# Start of Recorded data
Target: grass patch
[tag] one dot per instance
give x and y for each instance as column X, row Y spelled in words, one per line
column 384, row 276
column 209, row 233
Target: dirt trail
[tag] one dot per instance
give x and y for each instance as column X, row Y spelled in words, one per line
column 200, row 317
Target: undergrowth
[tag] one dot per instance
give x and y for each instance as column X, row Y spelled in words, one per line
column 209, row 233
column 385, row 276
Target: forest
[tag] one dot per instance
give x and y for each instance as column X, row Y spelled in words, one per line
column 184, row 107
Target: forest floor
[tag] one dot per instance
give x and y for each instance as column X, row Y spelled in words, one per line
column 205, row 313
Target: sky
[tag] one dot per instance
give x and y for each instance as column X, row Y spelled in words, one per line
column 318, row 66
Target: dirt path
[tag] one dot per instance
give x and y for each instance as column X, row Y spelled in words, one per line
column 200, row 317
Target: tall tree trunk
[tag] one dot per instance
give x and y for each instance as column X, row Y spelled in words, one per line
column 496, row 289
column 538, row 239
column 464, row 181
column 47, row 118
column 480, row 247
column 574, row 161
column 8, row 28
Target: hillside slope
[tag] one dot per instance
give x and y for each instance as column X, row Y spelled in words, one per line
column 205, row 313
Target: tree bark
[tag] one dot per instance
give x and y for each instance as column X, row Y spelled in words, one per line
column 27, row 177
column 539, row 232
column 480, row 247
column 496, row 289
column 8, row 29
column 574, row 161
# End of Recorded data
*Exercise instructions*. Return every line exactly.

*Solution below*.
Target: grass patch
[tag] one dot per instance
give x and y for each instance as column X, row Y spelled in words, one per line
column 384, row 276
column 209, row 233
Target: dirt trail
[tag] one dot per instance
give x and y for each instance as column X, row Y spelled in words, one per line
column 200, row 317
Target: undergrowth
[tag] one dot per instance
give x and y for each instance as column X, row Y spelled in words, one per line
column 209, row 233
column 385, row 276
Target: forest
[tag] one dot per instance
give x and y for each instance as column X, row Y spelled in words, one per line
column 184, row 107
Target: forest floor
[tag] one dot per instance
give x and y for each instance as column X, row Y spelled in words, one per line
column 205, row 313
Target: sky
[tag] one dot per instance
give x and y for each instance as column X, row Y spelled in words, one per line
column 318, row 66
Target: dirt path
[tag] one dot per instance
give x and y for each instance as column X, row Y spelled in words, one per line
column 200, row 317
Target: tall tree trunk
[tag] one dot per instance
give x and y for each instance as column X, row Y spelled in words, one per line
column 496, row 289
column 538, row 239
column 464, row 181
column 47, row 118
column 480, row 247
column 574, row 161
column 8, row 28
Target: hillside slope
[tag] one dot per instance
give x and y for each instance as column X, row Y spelled in words, one per line
column 205, row 313
Target: tree bark
[tag] one dot per instance
give x and y for each instance as column X, row Y spelled in words, one per line
column 27, row 177
column 539, row 232
column 480, row 247
column 496, row 289
column 8, row 29
column 574, row 161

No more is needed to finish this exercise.